:: What is being asked ::
Rescale the records from the line containing "Shelf-audit task: drop a dot on every instance of the jeans." through the end, reproducing only those lines, requests included. Multiply every x and y pixel coordinate in the answers by 1.75 and round to whole numbers, with halves rounded up.

━━ Data entries

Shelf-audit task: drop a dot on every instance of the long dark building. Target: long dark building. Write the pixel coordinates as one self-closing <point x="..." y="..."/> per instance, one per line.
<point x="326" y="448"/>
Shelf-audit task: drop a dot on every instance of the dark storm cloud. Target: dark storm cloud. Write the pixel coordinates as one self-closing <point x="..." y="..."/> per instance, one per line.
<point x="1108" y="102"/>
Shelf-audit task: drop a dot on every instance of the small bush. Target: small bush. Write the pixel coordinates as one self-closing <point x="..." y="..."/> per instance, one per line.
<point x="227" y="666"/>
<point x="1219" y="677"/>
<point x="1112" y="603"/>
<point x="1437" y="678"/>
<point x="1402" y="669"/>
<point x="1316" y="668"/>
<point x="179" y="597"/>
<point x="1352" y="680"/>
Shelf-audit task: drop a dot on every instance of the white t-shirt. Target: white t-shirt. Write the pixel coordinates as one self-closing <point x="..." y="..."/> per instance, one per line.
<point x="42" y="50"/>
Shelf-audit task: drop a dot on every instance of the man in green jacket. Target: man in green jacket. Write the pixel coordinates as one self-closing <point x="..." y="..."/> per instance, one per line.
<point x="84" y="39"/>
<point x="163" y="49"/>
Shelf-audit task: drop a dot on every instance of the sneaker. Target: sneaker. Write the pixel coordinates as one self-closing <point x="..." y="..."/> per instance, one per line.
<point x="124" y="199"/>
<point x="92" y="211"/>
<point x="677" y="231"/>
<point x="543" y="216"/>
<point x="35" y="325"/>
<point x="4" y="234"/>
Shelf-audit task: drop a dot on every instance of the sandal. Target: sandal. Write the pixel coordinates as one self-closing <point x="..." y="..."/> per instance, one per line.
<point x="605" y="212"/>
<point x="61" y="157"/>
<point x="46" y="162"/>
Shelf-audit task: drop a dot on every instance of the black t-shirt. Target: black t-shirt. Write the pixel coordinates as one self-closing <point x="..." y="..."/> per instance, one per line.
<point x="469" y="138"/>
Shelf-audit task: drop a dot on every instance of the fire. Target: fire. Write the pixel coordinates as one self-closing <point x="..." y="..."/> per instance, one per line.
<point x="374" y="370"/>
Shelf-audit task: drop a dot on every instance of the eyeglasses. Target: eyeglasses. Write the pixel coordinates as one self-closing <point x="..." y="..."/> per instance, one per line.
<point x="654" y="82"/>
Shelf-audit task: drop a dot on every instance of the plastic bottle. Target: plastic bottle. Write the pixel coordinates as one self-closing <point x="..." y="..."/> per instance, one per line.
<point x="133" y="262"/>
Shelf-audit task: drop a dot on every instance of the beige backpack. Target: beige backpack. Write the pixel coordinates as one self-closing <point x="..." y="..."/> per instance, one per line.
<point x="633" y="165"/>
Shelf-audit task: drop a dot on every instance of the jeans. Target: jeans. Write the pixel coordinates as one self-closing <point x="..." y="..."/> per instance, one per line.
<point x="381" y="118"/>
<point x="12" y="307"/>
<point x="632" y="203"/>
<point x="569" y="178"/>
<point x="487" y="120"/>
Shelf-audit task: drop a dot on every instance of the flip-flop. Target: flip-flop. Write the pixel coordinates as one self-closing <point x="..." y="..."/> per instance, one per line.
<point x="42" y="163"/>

━━━━

:: Solved problem ::
Shelf-audit task: drop a dot on every instance of the jeans. Target: jeans. Write the pixel coordinates as one self-closing <point x="..." y="..."/> per instance, one per line.
<point x="667" y="207"/>
<point x="21" y="537"/>
<point x="1106" y="355"/>
<point x="996" y="312"/>
<point x="852" y="210"/>
Shelf-audit task: drop a dot on every instance of the flip-flop. Target: flip-flop. Write the pixel coordinates as one self-closing <point x="..." y="..."/> per instance, one per line.
<point x="74" y="285"/>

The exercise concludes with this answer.